| YOUR INSTRUCTIONS |
All of the data that follows is to be written out exactly, with images excluded.

| DATA PROVIDED |

==============================

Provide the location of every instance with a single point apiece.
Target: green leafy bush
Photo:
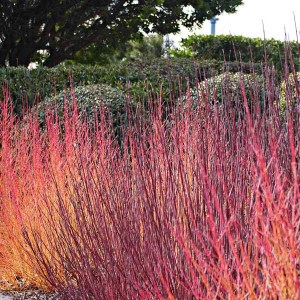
(34, 85)
(236, 48)
(89, 99)
(148, 76)
(226, 89)
(289, 84)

==============================

| SOLVED PROBLEM |
Provide the location of every instance with a single point apiece.
Target: green leafy bush
Photo:
(34, 85)
(236, 48)
(89, 99)
(148, 76)
(226, 89)
(289, 84)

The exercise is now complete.